==== DATA PROVIDED
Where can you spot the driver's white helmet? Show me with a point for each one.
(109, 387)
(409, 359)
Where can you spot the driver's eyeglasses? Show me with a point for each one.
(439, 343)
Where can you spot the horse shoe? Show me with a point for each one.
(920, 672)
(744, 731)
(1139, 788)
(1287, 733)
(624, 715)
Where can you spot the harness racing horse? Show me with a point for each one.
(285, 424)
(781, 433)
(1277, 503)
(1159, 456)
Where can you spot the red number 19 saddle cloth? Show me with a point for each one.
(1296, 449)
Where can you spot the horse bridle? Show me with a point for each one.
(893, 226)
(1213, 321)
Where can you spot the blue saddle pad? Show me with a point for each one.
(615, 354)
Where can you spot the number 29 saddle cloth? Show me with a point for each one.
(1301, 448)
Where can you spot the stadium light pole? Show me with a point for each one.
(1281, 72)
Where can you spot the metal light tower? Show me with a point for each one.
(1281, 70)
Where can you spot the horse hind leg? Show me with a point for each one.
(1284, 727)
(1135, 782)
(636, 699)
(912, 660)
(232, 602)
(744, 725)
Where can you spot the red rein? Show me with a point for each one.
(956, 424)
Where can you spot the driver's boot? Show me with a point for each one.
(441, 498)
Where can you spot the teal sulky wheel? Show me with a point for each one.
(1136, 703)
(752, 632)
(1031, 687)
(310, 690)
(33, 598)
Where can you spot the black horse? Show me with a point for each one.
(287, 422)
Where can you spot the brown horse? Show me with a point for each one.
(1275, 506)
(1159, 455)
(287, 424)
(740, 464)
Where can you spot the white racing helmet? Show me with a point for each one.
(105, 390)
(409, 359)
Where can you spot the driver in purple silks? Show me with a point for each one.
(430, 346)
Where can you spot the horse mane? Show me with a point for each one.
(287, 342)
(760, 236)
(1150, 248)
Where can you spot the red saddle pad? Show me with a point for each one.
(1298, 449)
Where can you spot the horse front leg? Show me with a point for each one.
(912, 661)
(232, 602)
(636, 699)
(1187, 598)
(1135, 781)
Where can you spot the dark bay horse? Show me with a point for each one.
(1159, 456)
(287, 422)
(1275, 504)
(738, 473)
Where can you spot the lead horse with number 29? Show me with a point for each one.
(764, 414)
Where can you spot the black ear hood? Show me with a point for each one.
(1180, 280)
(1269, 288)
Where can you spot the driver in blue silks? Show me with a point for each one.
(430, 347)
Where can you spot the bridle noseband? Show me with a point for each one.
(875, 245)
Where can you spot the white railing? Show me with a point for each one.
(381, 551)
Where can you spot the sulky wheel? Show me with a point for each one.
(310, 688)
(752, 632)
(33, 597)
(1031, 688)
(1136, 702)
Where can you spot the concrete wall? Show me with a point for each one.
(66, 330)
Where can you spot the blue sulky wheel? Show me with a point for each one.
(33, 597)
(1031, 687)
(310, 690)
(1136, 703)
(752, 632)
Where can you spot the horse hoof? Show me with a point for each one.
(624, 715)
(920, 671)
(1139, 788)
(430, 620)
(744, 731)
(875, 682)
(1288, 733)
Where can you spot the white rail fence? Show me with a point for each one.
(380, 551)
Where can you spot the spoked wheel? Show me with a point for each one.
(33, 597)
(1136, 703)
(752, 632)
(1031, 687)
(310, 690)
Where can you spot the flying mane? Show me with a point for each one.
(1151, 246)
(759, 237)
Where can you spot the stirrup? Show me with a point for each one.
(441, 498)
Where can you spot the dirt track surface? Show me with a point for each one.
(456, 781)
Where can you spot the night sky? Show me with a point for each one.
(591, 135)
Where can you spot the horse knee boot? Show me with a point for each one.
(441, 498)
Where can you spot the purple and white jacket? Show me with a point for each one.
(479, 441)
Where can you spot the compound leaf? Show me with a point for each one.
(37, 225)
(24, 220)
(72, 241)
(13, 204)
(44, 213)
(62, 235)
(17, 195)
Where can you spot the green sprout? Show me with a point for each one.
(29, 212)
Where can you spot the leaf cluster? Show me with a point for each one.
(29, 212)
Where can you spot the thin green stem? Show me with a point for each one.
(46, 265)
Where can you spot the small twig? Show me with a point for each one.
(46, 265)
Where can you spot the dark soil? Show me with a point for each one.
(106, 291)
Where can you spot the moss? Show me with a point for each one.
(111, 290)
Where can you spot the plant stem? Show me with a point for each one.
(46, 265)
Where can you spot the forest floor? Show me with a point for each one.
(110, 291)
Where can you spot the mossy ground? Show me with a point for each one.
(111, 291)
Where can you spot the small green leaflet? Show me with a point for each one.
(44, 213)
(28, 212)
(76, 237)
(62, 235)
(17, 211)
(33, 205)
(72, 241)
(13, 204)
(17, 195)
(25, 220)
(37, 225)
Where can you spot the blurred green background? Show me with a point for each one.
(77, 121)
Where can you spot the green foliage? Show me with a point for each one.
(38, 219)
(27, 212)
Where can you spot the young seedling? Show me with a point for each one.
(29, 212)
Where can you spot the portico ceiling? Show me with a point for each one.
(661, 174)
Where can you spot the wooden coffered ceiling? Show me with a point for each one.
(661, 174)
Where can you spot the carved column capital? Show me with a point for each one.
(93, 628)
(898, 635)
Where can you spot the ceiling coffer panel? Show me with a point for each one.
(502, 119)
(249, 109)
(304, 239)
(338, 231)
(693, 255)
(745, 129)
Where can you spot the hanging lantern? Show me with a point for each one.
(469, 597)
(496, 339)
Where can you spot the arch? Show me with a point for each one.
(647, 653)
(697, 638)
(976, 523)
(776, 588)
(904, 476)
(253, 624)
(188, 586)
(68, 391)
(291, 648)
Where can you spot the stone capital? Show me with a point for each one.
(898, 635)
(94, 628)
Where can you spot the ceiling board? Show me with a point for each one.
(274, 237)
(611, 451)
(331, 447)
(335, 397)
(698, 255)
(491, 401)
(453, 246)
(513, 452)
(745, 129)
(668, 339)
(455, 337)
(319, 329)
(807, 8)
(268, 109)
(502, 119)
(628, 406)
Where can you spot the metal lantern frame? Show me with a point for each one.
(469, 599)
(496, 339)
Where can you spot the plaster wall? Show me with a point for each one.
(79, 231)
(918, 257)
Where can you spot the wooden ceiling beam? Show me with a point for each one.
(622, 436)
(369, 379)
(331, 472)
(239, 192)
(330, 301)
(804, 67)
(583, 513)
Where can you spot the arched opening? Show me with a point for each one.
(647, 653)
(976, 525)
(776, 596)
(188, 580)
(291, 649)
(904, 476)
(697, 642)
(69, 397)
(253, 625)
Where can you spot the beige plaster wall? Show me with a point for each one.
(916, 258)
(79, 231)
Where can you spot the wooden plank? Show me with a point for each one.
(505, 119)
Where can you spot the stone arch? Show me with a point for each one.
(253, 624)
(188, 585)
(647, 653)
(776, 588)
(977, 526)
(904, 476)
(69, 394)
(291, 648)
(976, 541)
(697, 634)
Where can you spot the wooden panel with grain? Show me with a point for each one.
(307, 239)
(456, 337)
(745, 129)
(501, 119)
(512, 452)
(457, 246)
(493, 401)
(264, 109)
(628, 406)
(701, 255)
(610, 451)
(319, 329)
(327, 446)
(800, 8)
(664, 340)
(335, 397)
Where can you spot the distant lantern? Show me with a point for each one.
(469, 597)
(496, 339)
========
*WHAT YOU HAVE TO DO*: Locate "Where can you spot the metal lantern" in the material, then quote the line that contains it and all lines after it through the final one.

*SOLUTION TO THIS EXERCISE*:
Where can you spot the metal lantern frame? Show me with a point for each one.
(469, 599)
(496, 339)
Where can you spot the plaster wall? Show me with a point for each one.
(79, 231)
(918, 257)
Where can you spot the wooden ceiling beam? Show me with a point for each one.
(622, 436)
(369, 379)
(331, 472)
(239, 192)
(330, 301)
(804, 67)
(583, 513)
Where can you spot the arched opening? Show me with a point for each one.
(647, 653)
(976, 525)
(776, 596)
(188, 580)
(291, 649)
(904, 476)
(697, 642)
(69, 397)
(253, 625)
Where can you spot the beige plaster wall? Show me with a point for each one.
(916, 258)
(79, 231)
Where can you spot the wooden plank? Show me with a point for each one.
(505, 119)
Where can you spot the stone arch? Show me with a point for each one.
(253, 624)
(188, 585)
(647, 653)
(776, 588)
(977, 526)
(904, 476)
(69, 394)
(291, 648)
(976, 541)
(697, 634)
Where can you spot the wooden panel with grain? Show me with a point for each one.
(307, 239)
(456, 337)
(745, 129)
(501, 119)
(512, 452)
(457, 246)
(493, 401)
(264, 109)
(628, 406)
(701, 255)
(610, 451)
(319, 329)
(327, 446)
(800, 8)
(664, 340)
(335, 397)
Where can you spot the distant lantern? Show me with a point for each one.
(469, 597)
(496, 339)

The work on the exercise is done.